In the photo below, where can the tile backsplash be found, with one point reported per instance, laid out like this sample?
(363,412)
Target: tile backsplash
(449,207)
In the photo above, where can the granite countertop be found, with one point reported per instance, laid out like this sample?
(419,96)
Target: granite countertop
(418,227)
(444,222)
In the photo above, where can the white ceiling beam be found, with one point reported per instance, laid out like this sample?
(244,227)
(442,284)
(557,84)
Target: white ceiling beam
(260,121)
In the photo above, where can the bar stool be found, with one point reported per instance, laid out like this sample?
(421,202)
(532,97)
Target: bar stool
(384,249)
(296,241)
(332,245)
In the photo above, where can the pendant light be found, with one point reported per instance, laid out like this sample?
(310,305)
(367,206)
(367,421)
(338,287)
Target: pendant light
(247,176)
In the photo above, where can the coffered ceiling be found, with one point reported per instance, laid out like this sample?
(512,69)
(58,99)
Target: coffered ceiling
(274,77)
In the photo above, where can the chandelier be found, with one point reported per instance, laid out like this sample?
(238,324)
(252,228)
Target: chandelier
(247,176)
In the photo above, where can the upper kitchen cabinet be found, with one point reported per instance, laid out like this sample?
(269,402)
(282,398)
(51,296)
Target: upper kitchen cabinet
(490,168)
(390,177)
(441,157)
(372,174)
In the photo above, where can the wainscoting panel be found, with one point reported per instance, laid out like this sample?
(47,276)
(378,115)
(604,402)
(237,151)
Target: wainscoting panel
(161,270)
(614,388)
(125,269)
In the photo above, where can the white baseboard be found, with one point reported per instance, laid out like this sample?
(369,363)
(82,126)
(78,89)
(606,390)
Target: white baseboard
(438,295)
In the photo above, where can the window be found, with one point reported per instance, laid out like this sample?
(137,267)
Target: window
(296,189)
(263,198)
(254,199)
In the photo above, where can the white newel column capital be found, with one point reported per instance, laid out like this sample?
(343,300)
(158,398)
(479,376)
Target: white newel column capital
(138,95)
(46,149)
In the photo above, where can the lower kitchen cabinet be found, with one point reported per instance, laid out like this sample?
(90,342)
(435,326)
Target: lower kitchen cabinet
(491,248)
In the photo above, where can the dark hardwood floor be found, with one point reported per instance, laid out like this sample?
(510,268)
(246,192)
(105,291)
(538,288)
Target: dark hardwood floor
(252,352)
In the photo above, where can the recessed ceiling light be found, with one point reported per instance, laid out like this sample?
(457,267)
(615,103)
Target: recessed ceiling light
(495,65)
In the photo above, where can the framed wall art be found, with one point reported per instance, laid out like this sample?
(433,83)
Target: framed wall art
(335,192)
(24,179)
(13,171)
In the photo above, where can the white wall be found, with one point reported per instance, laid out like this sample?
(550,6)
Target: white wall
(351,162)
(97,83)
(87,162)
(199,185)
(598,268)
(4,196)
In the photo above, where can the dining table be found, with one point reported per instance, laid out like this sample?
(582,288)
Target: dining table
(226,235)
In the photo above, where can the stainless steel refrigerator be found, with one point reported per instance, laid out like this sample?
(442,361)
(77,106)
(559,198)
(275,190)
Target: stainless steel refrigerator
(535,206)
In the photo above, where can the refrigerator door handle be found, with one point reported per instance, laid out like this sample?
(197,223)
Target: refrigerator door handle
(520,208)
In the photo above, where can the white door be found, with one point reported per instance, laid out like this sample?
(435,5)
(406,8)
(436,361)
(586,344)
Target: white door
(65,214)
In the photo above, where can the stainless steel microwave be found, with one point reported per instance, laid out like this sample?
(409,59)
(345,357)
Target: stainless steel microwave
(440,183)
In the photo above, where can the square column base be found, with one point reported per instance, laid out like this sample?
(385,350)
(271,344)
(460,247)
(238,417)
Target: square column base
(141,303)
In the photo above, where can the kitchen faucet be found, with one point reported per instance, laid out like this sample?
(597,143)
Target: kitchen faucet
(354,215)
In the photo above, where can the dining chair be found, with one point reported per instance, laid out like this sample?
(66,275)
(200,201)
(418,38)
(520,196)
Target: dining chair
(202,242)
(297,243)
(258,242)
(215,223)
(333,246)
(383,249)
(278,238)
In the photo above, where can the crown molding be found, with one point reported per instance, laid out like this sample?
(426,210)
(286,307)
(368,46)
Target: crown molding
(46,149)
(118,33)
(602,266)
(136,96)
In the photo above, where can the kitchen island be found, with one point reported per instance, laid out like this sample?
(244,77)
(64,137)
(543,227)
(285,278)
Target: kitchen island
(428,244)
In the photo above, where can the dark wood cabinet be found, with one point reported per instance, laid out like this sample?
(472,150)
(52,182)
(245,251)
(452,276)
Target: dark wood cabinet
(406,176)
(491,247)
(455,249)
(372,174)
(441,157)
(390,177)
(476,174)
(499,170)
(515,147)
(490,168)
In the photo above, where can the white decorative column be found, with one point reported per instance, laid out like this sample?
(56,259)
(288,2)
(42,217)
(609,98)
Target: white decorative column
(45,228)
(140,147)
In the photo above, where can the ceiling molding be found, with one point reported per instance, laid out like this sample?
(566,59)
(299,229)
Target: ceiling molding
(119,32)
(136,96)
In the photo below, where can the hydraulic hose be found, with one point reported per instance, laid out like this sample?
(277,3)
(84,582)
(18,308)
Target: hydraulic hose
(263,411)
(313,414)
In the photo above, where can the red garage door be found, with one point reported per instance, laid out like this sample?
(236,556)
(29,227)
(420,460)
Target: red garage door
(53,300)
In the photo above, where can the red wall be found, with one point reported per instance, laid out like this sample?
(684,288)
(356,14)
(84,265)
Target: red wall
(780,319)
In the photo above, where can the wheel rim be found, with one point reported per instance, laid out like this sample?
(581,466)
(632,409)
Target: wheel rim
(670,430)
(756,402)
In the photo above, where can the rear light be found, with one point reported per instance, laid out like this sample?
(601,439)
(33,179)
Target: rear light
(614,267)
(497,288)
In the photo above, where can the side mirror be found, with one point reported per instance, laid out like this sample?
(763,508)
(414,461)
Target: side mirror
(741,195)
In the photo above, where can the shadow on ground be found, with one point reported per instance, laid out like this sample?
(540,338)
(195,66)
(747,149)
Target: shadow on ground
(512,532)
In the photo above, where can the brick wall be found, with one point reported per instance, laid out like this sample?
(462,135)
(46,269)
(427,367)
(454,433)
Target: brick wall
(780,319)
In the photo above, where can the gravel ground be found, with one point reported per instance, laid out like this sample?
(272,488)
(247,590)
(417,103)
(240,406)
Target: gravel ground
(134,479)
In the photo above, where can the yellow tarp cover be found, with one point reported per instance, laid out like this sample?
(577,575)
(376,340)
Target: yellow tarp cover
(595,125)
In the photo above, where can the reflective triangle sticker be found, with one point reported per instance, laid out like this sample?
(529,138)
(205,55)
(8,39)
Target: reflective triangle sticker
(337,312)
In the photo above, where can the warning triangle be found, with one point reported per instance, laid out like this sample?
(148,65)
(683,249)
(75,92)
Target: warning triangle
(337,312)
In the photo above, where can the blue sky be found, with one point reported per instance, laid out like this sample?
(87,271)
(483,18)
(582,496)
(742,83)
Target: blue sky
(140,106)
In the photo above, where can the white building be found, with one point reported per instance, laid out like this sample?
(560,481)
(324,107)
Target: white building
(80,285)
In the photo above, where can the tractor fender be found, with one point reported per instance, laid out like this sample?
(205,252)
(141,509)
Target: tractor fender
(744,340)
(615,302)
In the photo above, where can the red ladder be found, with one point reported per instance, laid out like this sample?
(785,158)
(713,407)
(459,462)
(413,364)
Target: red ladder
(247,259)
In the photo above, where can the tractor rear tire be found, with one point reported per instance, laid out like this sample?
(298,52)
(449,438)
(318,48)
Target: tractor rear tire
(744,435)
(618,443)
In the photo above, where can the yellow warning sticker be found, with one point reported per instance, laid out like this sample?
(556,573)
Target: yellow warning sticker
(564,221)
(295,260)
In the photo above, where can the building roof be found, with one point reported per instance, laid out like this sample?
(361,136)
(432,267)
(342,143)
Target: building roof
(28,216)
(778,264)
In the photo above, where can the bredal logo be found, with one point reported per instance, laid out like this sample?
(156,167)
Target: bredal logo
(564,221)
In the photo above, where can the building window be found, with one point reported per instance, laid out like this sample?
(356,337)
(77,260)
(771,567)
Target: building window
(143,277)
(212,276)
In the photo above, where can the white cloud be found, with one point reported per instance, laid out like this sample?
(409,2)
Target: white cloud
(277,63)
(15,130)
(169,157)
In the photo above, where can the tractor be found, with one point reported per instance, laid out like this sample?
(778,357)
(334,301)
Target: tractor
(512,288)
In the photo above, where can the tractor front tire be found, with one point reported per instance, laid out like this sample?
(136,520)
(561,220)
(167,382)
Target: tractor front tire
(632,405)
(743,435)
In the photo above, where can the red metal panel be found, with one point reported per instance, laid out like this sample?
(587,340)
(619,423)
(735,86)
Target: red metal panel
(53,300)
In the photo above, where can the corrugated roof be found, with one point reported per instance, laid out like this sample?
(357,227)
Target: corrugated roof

◆ ◆ ◆

* What the exercise asks: Starting at the line that contains "In the photo above, where can the red metal" and continuing through the end of the records, switch "corrugated" to "rusted" and reproduce those lines with nothing else altered.

* Exercise output:
In the photo above, where can the red metal panel be found, with one point reported per instance, laid out like this sample?
(587,340)
(619,423)
(735,86)
Target: red metal panel
(53,300)
In the photo above, where can the rusted roof be found, with one point reported per instance, laid out like this sample?
(357,227)
Target: rusted roof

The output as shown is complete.